Artist Biographies
Édouard Baldus French, b. Prussia, 1813-1889
The large and regal prints made by Édouard-Denis Baldus are widely agreed to be among the finest photographic images ever produced. After serving as
an artillery officer in the Prussian army, Baldus left his native country for France during the 1830s to become a painter. He exhibited his paintings of religious
subjects, portraits, and genre scenes in the Paris Salons from 1841-51 and was naturalized as a French citizen in 1849, the same year his interests turned to
photography.
Combining his training in painting with an inquisitive, inventive technical expertise, Baldus produced a body of work of exceptional quality and
interest. His subjects included architecture, landscape, and engineering feats. In 1851 the Commission des monuments historiques selected him for the
Missions héliographiquea government project that sponsored the photographing of endangered classical and medieval architecture in France. For this important
series Baldus produced views of Burgundy, Provence, and the Dauphiné, and the following year he completed a commission for the Ministry of the Interior. In 1855
he began his photography of railroads, some of his most distinctive work. A copy of his album recording the line between Paris and Boulogne was presented
to Queen Victoria. He also documented the flooding of the Rhone, as well as construction of the new Louvre and other Paris views.
A founding member of the Société héliographique and a member of the Société française de photographie (1857), Baldus exhibited his
photographs widely in London, Amsterdam, Edinburgh, Brussels, and Paris and won numerous medals of award. A master printer, he produced combination prints in
the early 1850s, frequently retouching his images with pencil and ink. His best work appears most often in specially assembled albumssuch as
Les principaux Monuments de la France reproduits en héliogravure par E.
Baldus, published in 1875 from plates drawn from earlier negatives. Today, his work continues to
be much sought after and to set a standard by which other photographers are judged. T.W.F.

▸ **Exercise objective**: Reproduce word for word the passage of the Baldus biography from "Baldus, published in" to "are judged. T.W.F.".

▸ **Stored data**:
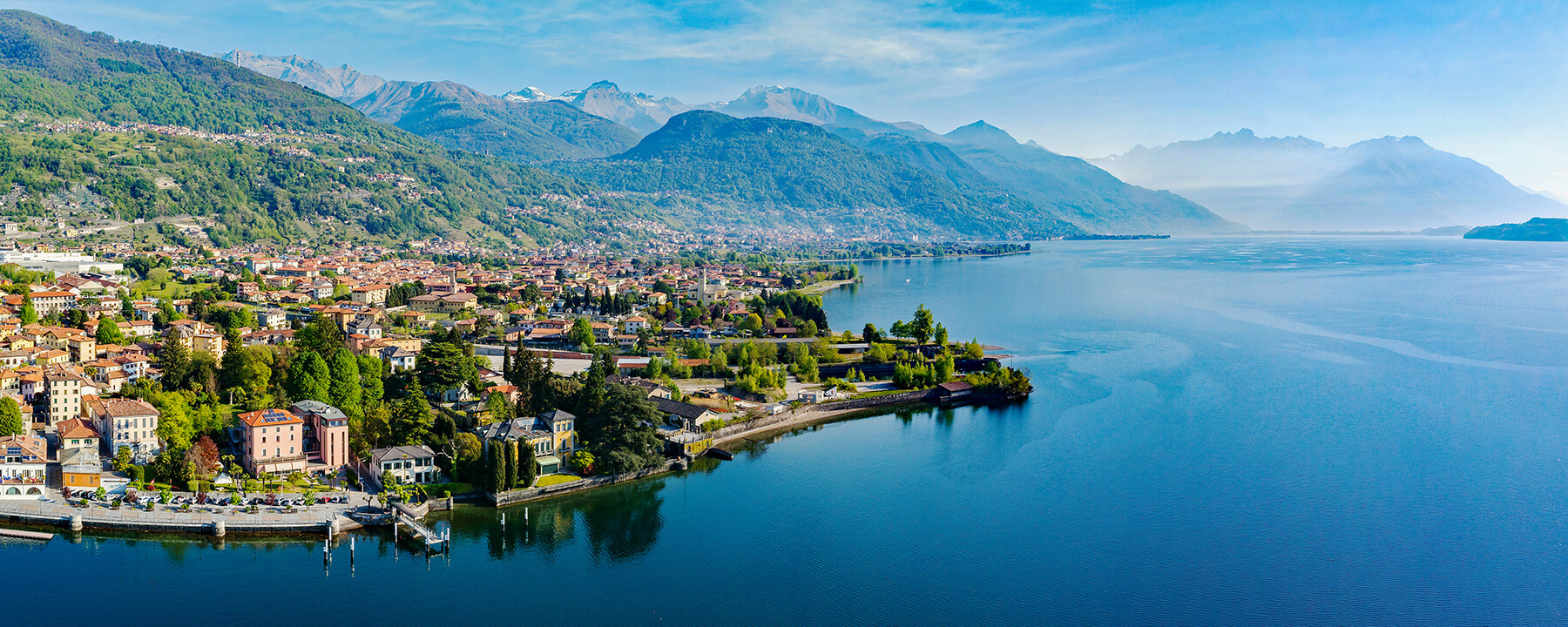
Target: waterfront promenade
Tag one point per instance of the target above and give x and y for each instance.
(198, 519)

▸ **Output of the exercise**:
Baldus, published in 1875 from plates drawn from earlier negatives. Today, his work continues to
be much sought after and to set a standard by which other photographers are judged. T.W.F.